QUOTED TEXT:
╭──
Logic programs may be understood both procedurally and declaratively. Traditionally one offers a declarative interpretation of a logic program and then explains that since the program must be executed by a computer, one is forced to provide a procedural interpretation as well.

Our approach turns that around. We first offer a procedural interpretation of Oz programs and then show how that interpretation may be understood as a search for one or more declarative statements—each of which will be a simple conjunction of primitive statements. The procedure followed by the program guarantees that when the program terminates, each of the found conjunctions holds. For each found statement, the variable bindings that satisfy it may also be returned.

[edit] Procedural description

When run under SearchAll (or some other search meta-program) an Oz program is understood as a computation that either

1. runs to completion—in which case it produces a result,
2. fails, i.e., terminates prematurely—in which case it does not produce a result, or
3. runs forever—and therefore does not produce a result.

In addition, an Oz computation may split into multiple independent computations, each of which may itself run to completion (and produce a result), fail (and produce no result), or run forever (and produce no result).

SearchAll is a meta-function that takes a reference to a function as an argument. When one runs {SearchAll <fun>}, where <fun> refers to some function, SearchAll returns a list of all the results produced by all the computations that run to completion when the <fun> computation is started.

Caution. As currently implemented SearchAll waits until all spawned computations either succeed or fail. Therefore if the argument to SearchAll spawns infinitely many computations, or if it spawns a computation that performs a non-terminating recursive loop, SearchAll will never return any results. It is possible to write other SearchAll-like meta-functions that behave differently.

[edit]

Generating multiple computations

The Oz choice statement splits a computation into multiple independent computations.

1. When an executing computation reaches a choice statement, it splits into multiple computations, one for each branch in the choice statement.
2. When such a split occurs, the entire computation state is cloned. In particular, the stack and the variables in the original computation are all copied.
   
3. Each of the new computations then proceeds independently—as if in a separate universe—from that point onward.

Caution. Variables declared outside the original call to SearchAll are not copied. The SearchAll model for interactions with external variables is fairly complex. The bottom line is that (a) values may not be directly exported to external variables, but (b) external variables (whether they have values or not) may be imported into computations.

[edit]

Causing a computation to fail

There are two conditions under which a computation will fail, i.e., terminate prematurely.

1. A computation fails if an unhandled exception occurs. The most common unhandled exception is a failed unification, but any unhandled exception (such as division by zero) causes a computation to fail. In logic programming, an exception is understood to identify a situation in which a computation becomes either internally inconsistent (as in a failed unification) or meaningless (as in division by zero). In either case the computation cannot proceed.
2. A computation fails if it encounters an explicit fail statement. A fail statement can be used to terminate a computation whose variables have values that one doesn't want to allow. For example, to terminate a computation in which X < 0, one might write:
            if X < 0 then fail end
   There is also a more direct (although less familiar) way to accomplish the same thing. Instead of expressing the condition under which the computation should fail, one can express the condition under which the computation should be permitted to proceed. Write:
           X >= 0 = true.
╰──
THE RECORDS:
╭──
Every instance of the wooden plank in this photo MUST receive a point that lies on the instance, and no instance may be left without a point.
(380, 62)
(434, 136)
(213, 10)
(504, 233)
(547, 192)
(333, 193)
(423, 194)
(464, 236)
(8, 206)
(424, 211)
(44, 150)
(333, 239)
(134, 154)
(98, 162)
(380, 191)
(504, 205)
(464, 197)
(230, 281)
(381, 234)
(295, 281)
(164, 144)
╰──
WORK TO DO:
1. Reproduce the passage on Oz logic programs verbatim, beginning at the words "In addition, an" and stopping after "computation is started.".
2. Transcribe all of the records line by line, without changing anything.

ANSWERS TO EACH TASK:
1.
In addition, an Oz computation may split into multiple independent computations, each of which may itself run to completion (and produce a result), fail (and produce no result), or run forever (and produce no result).

SearchAll is a meta-function that takes a reference to a function as an argument. When one runs {SearchAll <fun>}, where <fun> refers to some function, SearchAll returns a list of all the results produced by all the computations that run to completion when the <fun> computation is started.

2.
Every instance of the wooden plank in this photo MUST receive a point that lies on the instance, and no instance may be left without a point.
(380, 62)
(434, 136)
(213, 10)
(504, 233)
(547, 192)
(333, 193)
(423, 194)
(464, 236)
(8, 206)
(424, 211)
(44, 150)
(333, 239)
(134, 154)
(98, 162)
(380, 191)
(504, 205)
(464, 197)
(230, 281)
(381, 234)
(295, 281)
(164, 144)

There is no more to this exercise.